- Consigne 1:
Recopie fidèlement le passage du texte sur le caribou forestier qui va de "En s'assurant que" à "de cette loi.".

Nous recommandons que le gouvernement fédéral donne le coup d'envoi d'une nouvelle ère d'intégration de projets nationaux pour la conservation dans tous ses champs de compétence et qu'il collabore avec les décideurs des provinces et des territoires, les leaders autochtones, les grandes entreprises industrielles et les groupes voués à la conservation afin d'établir pour le Canada une vision sans précédent dans le monde de la conservation qui protégera notre patrimoine naturel.
[Français]
Pour faire tout cela, il faut donner une place importante à l’élaboration et à la mise en oeuvre d’une stratégie commune, impliquant toutes les parties — pas seulement les gens qui travaillent en silo — pour conserver les habitats essentiels du caribou forestier et la forêt boréale. Un tel plan pourrait vraiment assurer que les écosystèmes sont résilients et sains et qu'ils offriront aussi un avenir pour des générations de Canadiens.
[Traduction]
Comme je l'ai mentionné précédemment, le Parlement a approuvé unanimement l'an dernier, avec le soutien des premières nations Dehcho, du gouvernement des Territoires du Nord-Ouest et de la SNAP, un agrandissement majeur de la réserve de parc national Nahanni, dans la partie sud du bassin versant de la rivière Nahanni Sud.
Parcs Canada planifie maintenant la création d'un autre parc, la réserve nationale Nááts'ihch'oh, dans les eaux d'amont du bassin versant de la rivière Nahanni Sud. Cette région englobe des lieux de mise bas et de reproduction essentiels du caribou forestier qui passe l'hiver tout près dans la réserve de parc national Nahanni. Avec des limites adéquates pour le parc Nááts'ihch'oh, presque tout le territoire d'une harde de caribous forestiers serait protégé dans ces parcs nationaux voisins. Toutefois, les limites actuellement proposées pour le parc laissent toutes des parties du bassin versant de la Nahanni Sud, qui sont essentielles pour l'avenir du caribou forestier de la région, privées de protection.
En s'assurant que les limites de ce plus récent parc national protègent l'habitat essentiel du caribou forestier, le gouvernement fédéral démontrerait de façon très concrète comment une approche coordonnée de la conservation peut donner de véritables résultats pour la faune sur le terrain grâce à l'action concertée de Parcs Canada et de cette loi.
[Français]
En résumé, nous demandons à votre comité de faire les choses suivantes: démontrer que la loi peut être efficace et bien fonctionner avec une stratégie nationale de rétablissement pour le caribou forestier de la forêt boréale; adopter un nouveau rôle de chef de file au niveau fédéral en ce qui a trait à la conservation de la nature — en collaboration avec les provinces, évidemment—; agir immédiatement, tandis qu'un nouveau parc national est établi dans les Territoires du Nord-Ouest, pour s'assurer que les outils fédéraux en conservation sont complémentaires. Dans ce cas-ci, on parle de la loi et de la création de nouveaux parcs.

- Consigne 2:
Dénombre les lignes du listing où figure le mot "headscarf", puis indique uniquement ce nombre.

- Lignes du listing:
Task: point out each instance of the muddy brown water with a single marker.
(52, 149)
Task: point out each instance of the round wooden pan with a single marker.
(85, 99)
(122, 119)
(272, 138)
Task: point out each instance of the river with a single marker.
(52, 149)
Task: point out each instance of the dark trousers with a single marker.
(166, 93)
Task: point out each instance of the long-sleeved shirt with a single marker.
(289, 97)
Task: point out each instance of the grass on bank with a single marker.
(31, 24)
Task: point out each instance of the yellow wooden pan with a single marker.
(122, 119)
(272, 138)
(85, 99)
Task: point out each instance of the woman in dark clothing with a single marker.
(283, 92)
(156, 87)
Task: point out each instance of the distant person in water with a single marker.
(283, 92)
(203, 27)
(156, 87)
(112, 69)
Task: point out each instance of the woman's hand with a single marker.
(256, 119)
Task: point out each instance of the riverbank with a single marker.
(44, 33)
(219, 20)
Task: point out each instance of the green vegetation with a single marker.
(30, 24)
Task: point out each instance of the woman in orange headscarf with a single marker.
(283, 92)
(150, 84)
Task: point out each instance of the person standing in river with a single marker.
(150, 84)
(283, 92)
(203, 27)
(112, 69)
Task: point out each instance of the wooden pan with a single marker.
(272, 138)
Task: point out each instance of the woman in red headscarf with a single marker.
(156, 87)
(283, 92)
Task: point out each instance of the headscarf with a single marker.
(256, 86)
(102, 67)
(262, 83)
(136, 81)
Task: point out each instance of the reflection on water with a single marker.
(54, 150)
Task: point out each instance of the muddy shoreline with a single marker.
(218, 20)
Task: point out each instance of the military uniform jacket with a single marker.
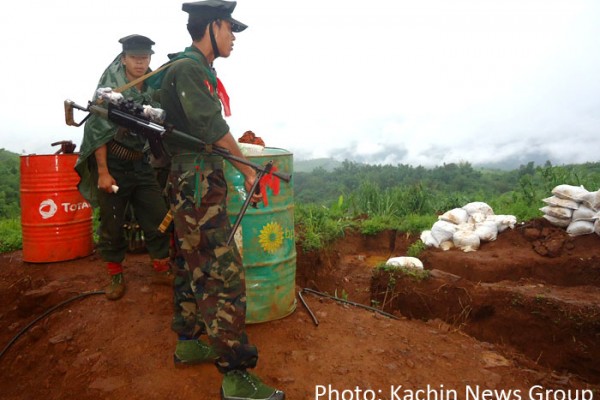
(188, 94)
(99, 131)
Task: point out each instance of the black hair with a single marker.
(197, 27)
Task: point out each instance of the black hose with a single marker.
(338, 300)
(48, 312)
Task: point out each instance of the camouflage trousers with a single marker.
(209, 288)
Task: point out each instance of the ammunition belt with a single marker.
(123, 153)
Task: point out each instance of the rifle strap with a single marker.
(144, 77)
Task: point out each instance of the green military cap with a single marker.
(214, 9)
(137, 45)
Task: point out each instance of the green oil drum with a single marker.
(265, 238)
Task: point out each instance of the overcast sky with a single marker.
(420, 82)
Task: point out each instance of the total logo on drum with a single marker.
(48, 208)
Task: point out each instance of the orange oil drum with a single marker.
(56, 220)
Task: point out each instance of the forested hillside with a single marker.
(9, 184)
(422, 190)
(457, 181)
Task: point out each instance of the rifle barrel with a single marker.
(223, 152)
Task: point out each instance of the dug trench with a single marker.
(534, 291)
(520, 313)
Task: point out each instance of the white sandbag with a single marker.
(584, 213)
(477, 218)
(570, 192)
(406, 262)
(558, 212)
(466, 240)
(503, 221)
(578, 228)
(560, 222)
(487, 231)
(592, 200)
(456, 216)
(443, 230)
(428, 239)
(478, 207)
(558, 202)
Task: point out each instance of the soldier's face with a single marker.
(136, 65)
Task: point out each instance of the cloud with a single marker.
(417, 82)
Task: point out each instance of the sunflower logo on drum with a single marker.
(271, 237)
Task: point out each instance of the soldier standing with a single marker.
(190, 94)
(113, 156)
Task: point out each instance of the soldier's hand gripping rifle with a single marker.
(148, 121)
(139, 119)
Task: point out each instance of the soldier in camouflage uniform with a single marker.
(209, 289)
(111, 155)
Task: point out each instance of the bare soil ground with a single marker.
(520, 314)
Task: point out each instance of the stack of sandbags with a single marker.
(467, 227)
(573, 208)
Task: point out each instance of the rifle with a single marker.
(149, 122)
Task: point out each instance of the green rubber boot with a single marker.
(193, 351)
(242, 385)
(116, 289)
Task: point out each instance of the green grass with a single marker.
(11, 238)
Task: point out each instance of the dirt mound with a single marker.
(498, 319)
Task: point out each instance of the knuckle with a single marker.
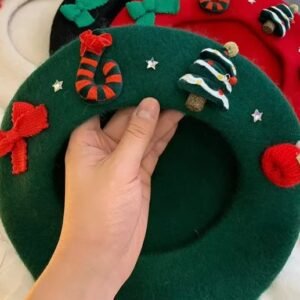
(137, 130)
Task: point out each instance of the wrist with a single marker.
(95, 272)
(77, 275)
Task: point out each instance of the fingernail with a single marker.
(148, 109)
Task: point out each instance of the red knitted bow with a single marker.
(94, 43)
(27, 121)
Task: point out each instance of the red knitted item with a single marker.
(94, 43)
(27, 121)
(281, 166)
(278, 57)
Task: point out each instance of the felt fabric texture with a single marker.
(218, 224)
(24, 45)
(63, 30)
(278, 57)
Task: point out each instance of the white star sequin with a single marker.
(257, 116)
(57, 86)
(151, 64)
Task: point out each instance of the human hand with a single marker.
(107, 196)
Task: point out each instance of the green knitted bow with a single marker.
(79, 12)
(144, 12)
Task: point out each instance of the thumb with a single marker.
(138, 134)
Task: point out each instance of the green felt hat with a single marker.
(225, 207)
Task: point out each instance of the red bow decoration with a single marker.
(94, 43)
(27, 121)
(281, 165)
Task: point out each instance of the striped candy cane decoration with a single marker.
(215, 6)
(92, 47)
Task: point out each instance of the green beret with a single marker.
(225, 206)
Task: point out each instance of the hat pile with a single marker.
(225, 204)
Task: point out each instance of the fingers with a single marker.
(131, 149)
(118, 123)
(150, 161)
(84, 134)
(168, 120)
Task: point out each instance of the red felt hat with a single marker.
(278, 56)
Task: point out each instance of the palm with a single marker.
(130, 207)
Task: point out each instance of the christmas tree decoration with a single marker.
(278, 19)
(79, 12)
(144, 12)
(281, 165)
(28, 121)
(211, 204)
(92, 47)
(211, 78)
(215, 6)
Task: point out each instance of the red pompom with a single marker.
(94, 43)
(233, 80)
(281, 165)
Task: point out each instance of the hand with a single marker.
(107, 196)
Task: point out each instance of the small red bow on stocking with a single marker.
(27, 121)
(94, 43)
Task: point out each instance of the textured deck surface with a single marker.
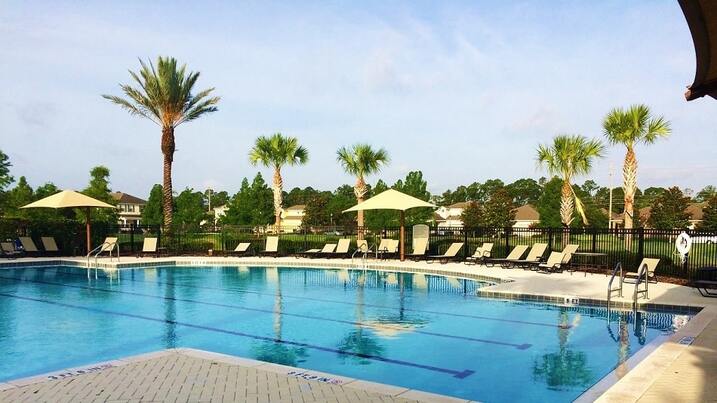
(178, 377)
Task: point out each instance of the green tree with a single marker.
(569, 156)
(165, 96)
(524, 191)
(252, 205)
(669, 210)
(275, 151)
(706, 194)
(190, 210)
(99, 188)
(361, 160)
(5, 177)
(414, 185)
(17, 197)
(709, 216)
(152, 212)
(498, 210)
(472, 215)
(629, 127)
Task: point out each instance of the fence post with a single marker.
(507, 241)
(132, 227)
(640, 245)
(465, 242)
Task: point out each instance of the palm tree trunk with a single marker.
(629, 178)
(278, 196)
(168, 152)
(629, 175)
(360, 191)
(566, 204)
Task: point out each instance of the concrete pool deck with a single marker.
(681, 369)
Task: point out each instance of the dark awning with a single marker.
(701, 17)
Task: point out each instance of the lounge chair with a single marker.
(342, 248)
(272, 246)
(108, 246)
(419, 249)
(554, 263)
(450, 254)
(50, 246)
(534, 256)
(28, 245)
(243, 248)
(651, 266)
(326, 251)
(481, 254)
(149, 247)
(706, 281)
(386, 248)
(515, 254)
(7, 250)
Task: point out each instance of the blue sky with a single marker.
(463, 91)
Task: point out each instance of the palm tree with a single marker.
(276, 151)
(569, 156)
(629, 127)
(164, 96)
(361, 160)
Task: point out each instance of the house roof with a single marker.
(526, 213)
(701, 16)
(127, 198)
(460, 205)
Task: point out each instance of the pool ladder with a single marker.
(610, 290)
(105, 247)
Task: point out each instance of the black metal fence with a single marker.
(611, 245)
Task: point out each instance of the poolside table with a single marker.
(590, 260)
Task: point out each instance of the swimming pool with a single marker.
(419, 331)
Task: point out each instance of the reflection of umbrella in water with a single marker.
(71, 199)
(276, 351)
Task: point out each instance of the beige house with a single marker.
(526, 216)
(292, 217)
(130, 208)
(450, 216)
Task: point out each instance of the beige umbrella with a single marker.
(393, 200)
(71, 199)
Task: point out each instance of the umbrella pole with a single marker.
(403, 235)
(87, 230)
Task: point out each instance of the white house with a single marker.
(130, 208)
(292, 217)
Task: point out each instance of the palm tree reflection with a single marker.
(276, 351)
(565, 368)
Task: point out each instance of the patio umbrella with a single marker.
(71, 199)
(392, 200)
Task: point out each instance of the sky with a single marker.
(463, 91)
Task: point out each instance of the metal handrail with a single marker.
(97, 251)
(642, 276)
(610, 290)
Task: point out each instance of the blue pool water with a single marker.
(419, 331)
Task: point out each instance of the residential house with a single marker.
(450, 216)
(130, 208)
(292, 217)
(526, 216)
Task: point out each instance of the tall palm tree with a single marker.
(361, 160)
(164, 95)
(569, 156)
(276, 151)
(629, 127)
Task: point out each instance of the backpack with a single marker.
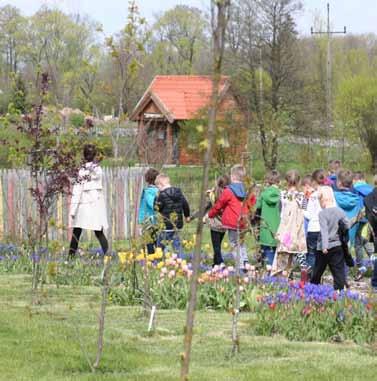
(343, 232)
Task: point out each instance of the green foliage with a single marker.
(18, 96)
(181, 34)
(77, 120)
(339, 321)
(357, 107)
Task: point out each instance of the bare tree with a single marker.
(264, 39)
(219, 19)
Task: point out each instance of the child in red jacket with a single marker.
(235, 209)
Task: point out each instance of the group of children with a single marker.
(317, 221)
(312, 222)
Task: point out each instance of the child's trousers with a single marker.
(237, 241)
(335, 260)
(217, 238)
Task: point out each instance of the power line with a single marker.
(329, 34)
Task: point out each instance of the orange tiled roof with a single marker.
(181, 95)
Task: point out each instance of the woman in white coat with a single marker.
(88, 210)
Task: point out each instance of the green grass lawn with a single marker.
(43, 343)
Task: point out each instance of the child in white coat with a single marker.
(88, 210)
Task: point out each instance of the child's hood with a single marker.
(238, 190)
(271, 196)
(363, 188)
(173, 193)
(347, 200)
(150, 191)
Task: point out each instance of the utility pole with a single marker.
(329, 34)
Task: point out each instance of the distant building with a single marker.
(170, 111)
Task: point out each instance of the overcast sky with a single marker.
(112, 13)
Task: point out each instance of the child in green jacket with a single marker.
(268, 206)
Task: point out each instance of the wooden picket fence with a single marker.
(122, 189)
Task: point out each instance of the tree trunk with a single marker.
(219, 10)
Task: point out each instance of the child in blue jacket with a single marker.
(147, 213)
(363, 189)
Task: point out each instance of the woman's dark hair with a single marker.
(90, 152)
(221, 183)
(319, 176)
(292, 178)
(150, 176)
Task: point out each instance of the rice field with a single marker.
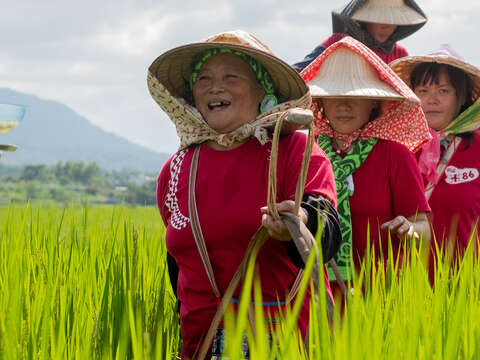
(91, 283)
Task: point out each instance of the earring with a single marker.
(268, 102)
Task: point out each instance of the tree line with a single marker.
(76, 181)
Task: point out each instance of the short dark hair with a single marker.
(429, 72)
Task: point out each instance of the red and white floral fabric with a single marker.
(193, 129)
(400, 121)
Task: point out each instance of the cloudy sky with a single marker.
(93, 55)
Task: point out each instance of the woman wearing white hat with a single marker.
(448, 88)
(379, 24)
(368, 123)
(223, 95)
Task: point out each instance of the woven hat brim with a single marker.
(174, 67)
(394, 16)
(318, 93)
(403, 67)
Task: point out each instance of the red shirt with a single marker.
(456, 197)
(398, 50)
(231, 187)
(386, 185)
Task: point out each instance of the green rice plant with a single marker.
(92, 283)
(84, 283)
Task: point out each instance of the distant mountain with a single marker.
(52, 132)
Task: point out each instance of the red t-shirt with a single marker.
(456, 197)
(398, 50)
(230, 189)
(386, 185)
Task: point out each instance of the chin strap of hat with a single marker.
(299, 232)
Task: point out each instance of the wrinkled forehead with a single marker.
(430, 73)
(227, 61)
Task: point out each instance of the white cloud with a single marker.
(93, 55)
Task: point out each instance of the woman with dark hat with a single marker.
(224, 95)
(379, 24)
(369, 123)
(448, 88)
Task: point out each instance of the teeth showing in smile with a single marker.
(217, 104)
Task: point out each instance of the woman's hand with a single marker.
(276, 228)
(416, 227)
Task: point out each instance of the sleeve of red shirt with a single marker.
(320, 178)
(332, 39)
(400, 51)
(406, 183)
(162, 191)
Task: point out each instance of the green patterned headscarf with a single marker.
(343, 168)
(261, 74)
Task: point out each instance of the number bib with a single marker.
(459, 176)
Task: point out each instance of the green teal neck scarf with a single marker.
(343, 168)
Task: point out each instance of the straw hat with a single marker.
(174, 67)
(344, 73)
(394, 12)
(444, 55)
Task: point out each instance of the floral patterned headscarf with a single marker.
(193, 129)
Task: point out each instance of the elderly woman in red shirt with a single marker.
(448, 88)
(369, 123)
(224, 95)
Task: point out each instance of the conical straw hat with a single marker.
(344, 73)
(173, 68)
(444, 55)
(394, 12)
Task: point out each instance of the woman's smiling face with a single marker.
(227, 93)
(439, 101)
(347, 115)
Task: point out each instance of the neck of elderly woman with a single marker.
(216, 146)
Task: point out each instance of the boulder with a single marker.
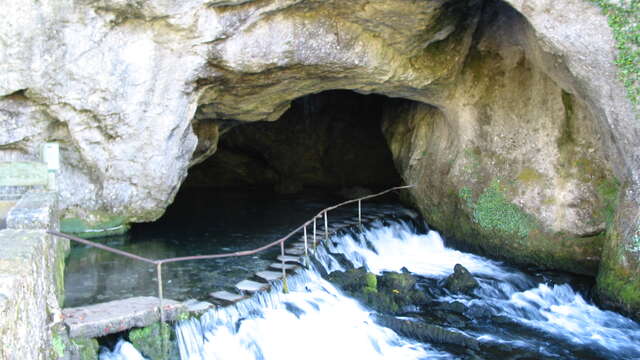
(461, 281)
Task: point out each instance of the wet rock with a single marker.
(155, 341)
(427, 332)
(388, 293)
(461, 281)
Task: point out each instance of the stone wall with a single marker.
(31, 279)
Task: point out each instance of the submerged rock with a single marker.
(461, 281)
(388, 293)
(427, 332)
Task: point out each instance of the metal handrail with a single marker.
(223, 255)
(281, 241)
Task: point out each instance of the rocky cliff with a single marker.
(519, 135)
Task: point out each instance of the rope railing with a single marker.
(159, 262)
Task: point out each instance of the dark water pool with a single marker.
(199, 222)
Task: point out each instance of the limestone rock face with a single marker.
(519, 127)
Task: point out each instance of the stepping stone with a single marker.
(287, 267)
(289, 258)
(197, 306)
(225, 298)
(116, 316)
(251, 286)
(269, 275)
(295, 251)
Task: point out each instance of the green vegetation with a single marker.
(494, 212)
(608, 191)
(624, 20)
(107, 225)
(371, 283)
(154, 341)
(466, 194)
(58, 346)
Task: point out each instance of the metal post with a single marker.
(285, 287)
(160, 297)
(305, 241)
(326, 227)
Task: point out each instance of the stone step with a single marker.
(197, 306)
(225, 298)
(269, 275)
(251, 286)
(295, 251)
(116, 316)
(289, 258)
(287, 267)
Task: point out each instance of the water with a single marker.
(197, 223)
(513, 314)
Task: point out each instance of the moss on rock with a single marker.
(103, 225)
(154, 341)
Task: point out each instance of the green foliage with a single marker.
(154, 341)
(58, 346)
(608, 190)
(624, 20)
(372, 283)
(494, 212)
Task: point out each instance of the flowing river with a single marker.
(512, 315)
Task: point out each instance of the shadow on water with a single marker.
(199, 222)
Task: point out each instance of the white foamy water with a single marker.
(313, 321)
(281, 326)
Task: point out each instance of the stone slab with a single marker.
(197, 306)
(279, 266)
(269, 275)
(36, 210)
(119, 315)
(225, 298)
(251, 286)
(289, 258)
(296, 251)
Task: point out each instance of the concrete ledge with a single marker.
(28, 289)
(36, 210)
(119, 315)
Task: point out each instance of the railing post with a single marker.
(305, 241)
(326, 227)
(161, 306)
(285, 286)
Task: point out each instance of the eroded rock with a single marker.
(461, 281)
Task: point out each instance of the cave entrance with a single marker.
(330, 141)
(265, 179)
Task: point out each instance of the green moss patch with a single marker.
(529, 175)
(493, 211)
(154, 341)
(609, 190)
(107, 226)
(624, 20)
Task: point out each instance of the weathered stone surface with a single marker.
(36, 210)
(226, 298)
(31, 275)
(115, 316)
(249, 286)
(514, 164)
(461, 281)
(269, 275)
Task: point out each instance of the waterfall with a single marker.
(316, 321)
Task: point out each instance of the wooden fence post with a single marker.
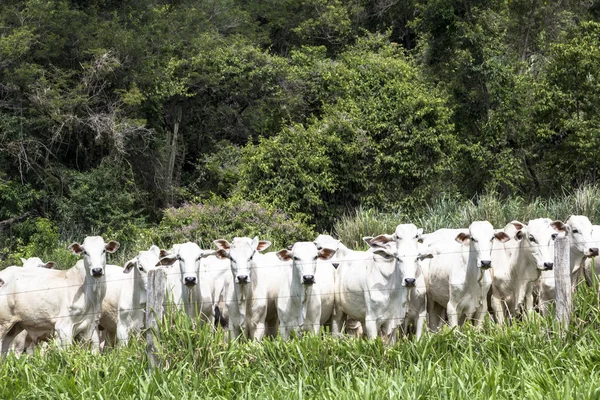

- Réponse attendue 1:
En s'assurant que les limites de ce plus récent parc national protègent l'habitat essentiel du caribou forestier, le gouvernement fédéral démontrerait de façon très concrète comment une approche coordonnée de la conservation peut donner de véritables résultats pour la faune sur le terrain grâce à l'action concertée de Parcs Canada et de cette loi.

- Réponse attendue 2:
5